→ The data:
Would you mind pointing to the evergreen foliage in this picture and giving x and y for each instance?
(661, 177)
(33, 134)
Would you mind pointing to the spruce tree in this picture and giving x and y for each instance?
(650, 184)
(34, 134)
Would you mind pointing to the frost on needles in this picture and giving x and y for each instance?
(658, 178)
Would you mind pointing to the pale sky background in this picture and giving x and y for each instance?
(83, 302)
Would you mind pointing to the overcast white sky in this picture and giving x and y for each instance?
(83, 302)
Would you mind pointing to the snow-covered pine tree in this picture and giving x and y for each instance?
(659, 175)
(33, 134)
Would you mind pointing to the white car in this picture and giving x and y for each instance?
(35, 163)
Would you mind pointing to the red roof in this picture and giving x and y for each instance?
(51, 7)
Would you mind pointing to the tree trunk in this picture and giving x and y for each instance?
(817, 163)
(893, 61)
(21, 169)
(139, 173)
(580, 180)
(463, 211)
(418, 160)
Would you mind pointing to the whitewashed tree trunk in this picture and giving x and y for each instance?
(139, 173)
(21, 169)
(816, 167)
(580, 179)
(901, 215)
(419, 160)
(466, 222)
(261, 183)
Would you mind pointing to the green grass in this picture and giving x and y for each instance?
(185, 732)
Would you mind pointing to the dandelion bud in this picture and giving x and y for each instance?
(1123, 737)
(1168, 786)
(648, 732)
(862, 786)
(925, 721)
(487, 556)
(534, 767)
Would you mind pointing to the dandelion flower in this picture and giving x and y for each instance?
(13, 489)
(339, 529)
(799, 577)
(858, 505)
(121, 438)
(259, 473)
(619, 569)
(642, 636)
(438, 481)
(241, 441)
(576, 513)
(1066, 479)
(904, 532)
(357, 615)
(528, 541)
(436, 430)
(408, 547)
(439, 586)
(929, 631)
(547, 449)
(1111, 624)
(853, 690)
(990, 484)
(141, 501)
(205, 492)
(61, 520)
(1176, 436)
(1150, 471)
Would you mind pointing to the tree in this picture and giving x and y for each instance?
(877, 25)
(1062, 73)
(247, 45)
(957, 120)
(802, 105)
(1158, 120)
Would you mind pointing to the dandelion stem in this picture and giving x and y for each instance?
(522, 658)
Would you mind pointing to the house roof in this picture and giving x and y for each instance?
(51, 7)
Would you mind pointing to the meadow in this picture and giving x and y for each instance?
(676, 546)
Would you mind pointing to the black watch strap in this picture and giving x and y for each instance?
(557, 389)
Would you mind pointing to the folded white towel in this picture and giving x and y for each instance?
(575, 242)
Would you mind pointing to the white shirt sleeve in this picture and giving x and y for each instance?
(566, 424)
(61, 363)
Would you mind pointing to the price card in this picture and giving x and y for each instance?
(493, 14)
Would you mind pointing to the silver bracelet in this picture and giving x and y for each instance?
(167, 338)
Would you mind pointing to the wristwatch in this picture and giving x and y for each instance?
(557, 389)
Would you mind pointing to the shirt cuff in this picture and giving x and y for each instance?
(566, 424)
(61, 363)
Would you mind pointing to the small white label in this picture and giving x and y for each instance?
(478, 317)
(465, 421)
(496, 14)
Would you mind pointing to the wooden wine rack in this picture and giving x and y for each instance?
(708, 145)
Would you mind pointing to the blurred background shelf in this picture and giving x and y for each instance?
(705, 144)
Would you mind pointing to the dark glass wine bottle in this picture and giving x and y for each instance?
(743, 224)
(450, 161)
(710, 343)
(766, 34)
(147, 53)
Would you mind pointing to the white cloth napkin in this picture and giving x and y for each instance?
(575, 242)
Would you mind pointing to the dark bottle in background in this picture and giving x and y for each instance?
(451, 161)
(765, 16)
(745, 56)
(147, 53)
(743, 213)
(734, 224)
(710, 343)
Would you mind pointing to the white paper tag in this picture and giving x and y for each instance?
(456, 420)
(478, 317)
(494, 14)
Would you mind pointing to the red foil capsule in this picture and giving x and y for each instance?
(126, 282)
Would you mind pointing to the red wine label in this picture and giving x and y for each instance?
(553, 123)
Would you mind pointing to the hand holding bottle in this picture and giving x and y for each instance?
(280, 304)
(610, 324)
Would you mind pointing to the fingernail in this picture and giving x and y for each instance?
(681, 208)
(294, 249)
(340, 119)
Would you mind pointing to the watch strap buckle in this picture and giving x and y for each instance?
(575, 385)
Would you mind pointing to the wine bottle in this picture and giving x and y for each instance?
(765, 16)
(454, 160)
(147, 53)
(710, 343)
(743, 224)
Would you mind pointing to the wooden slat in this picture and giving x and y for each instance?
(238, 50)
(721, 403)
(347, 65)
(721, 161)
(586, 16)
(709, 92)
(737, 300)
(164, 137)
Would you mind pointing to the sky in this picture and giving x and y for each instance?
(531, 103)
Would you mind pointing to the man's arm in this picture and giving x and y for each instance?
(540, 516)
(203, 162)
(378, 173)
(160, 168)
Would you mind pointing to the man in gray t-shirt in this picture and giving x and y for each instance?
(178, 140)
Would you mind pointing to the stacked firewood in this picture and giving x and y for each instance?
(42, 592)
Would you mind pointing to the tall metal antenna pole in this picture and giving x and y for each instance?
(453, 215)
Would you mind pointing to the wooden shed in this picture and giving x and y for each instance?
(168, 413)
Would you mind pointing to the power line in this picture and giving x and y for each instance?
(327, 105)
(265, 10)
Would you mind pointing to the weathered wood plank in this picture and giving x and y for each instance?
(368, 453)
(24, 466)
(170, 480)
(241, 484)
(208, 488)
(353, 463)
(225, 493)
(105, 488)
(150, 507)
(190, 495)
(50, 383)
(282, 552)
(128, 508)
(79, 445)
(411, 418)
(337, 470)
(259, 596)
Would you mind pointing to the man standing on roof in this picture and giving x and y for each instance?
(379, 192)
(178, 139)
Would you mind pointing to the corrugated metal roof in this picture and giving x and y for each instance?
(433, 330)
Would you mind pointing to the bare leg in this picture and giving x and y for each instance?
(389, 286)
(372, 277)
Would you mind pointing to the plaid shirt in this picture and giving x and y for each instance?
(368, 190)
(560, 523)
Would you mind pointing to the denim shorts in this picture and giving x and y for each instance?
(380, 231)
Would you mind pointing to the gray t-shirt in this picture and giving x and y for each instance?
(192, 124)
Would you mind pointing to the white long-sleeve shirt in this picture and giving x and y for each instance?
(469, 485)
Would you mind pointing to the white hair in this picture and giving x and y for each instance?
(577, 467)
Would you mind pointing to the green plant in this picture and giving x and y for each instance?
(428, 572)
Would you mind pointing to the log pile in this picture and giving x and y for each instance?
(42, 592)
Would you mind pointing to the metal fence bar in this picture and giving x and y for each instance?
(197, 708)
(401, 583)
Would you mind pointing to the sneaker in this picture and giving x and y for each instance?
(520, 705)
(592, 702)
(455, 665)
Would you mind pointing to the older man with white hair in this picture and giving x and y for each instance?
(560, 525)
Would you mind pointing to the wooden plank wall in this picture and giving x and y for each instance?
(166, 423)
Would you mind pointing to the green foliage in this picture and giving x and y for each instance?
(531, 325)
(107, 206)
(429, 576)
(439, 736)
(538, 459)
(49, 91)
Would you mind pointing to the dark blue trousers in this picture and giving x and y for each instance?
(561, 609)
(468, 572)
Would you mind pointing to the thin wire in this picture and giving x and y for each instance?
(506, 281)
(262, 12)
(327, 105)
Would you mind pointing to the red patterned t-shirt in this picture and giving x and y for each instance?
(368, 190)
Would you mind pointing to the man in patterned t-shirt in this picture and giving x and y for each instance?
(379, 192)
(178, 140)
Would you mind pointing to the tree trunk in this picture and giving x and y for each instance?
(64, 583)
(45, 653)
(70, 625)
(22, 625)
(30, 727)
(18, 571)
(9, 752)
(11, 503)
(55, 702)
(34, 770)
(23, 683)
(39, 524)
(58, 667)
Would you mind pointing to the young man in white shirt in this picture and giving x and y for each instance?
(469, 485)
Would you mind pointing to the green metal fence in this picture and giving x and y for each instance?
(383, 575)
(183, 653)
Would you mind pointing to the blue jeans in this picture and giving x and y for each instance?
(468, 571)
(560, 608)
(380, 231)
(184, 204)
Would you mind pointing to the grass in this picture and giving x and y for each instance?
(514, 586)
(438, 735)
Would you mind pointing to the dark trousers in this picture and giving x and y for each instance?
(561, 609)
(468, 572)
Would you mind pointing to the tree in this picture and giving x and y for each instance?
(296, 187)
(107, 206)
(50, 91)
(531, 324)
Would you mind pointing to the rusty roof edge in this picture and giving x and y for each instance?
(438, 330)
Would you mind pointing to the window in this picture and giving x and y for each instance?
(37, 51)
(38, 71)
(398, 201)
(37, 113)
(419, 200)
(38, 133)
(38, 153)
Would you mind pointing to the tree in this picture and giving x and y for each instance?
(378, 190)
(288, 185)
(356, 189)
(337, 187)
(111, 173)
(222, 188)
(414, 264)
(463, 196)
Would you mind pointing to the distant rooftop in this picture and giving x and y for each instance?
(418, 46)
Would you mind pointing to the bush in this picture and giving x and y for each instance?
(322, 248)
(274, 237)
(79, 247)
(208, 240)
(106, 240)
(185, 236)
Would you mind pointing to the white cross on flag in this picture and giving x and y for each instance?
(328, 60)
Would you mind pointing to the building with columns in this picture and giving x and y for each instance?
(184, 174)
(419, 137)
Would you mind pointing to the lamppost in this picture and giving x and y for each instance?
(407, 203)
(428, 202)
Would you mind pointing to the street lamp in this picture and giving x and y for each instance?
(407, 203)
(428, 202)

→ Short task: Quote the lines of the listing above that run from the line with "Would you mind pointing to the young" through its last line, both included, and nothing else.

→ Task output:
Would you mind pointing to the young man in white shirt in this picture and giving x and y for each instance?
(469, 485)
Would you mind pointing to the green metal fence in this picture and giving x and y for each instance?
(383, 575)
(183, 653)
Would you mind pointing to the blue jeans in this picture and giving x and y for each instance?
(468, 571)
(560, 608)
(380, 231)
(184, 204)
Would you mind pointing to the grass in this picture and giving x and y for each instance?
(514, 586)
(438, 735)
Would you mind pointing to the dark trousers in this picture and giving x and y for each instance?
(561, 609)
(468, 572)
Would you mind pointing to the tree in this picture and giving x and y for each instance?
(296, 187)
(107, 206)
(50, 91)
(531, 324)
Would you mind pointing to the rusty roof edge in this picture and giving x and y for each instance?
(438, 330)
Would you mind pointing to the window in this picture and giving x and y for each instance?
(37, 51)
(38, 71)
(398, 201)
(37, 113)
(419, 200)
(38, 133)
(38, 153)
Would you mind pointing to the tree in this picture and giving x and y for each instance?
(378, 190)
(288, 185)
(356, 189)
(337, 187)
(111, 173)
(222, 188)
(414, 264)
(463, 196)
Would you mind pointing to the distant rooftop in this picture and giving x and y for each instance?
(418, 46)
Would you mind pointing to the bush in this picture and giving x and y for each instance?
(322, 248)
(274, 237)
(79, 247)
(208, 240)
(106, 240)
(185, 236)
Would you mind pointing to the white cross on flag in this picture and giving x and y for each instance?
(328, 60)
Would you mind pointing to the building with columns in this picture and giving x and y for each instance?
(184, 174)
(419, 137)
Would you mind pointing to the lamppost in this picture and giving x and y for each instance?
(407, 203)
(428, 202)
Would you mind pointing to the street lamp in this picture and giving x and y for each instance?
(407, 203)
(428, 202)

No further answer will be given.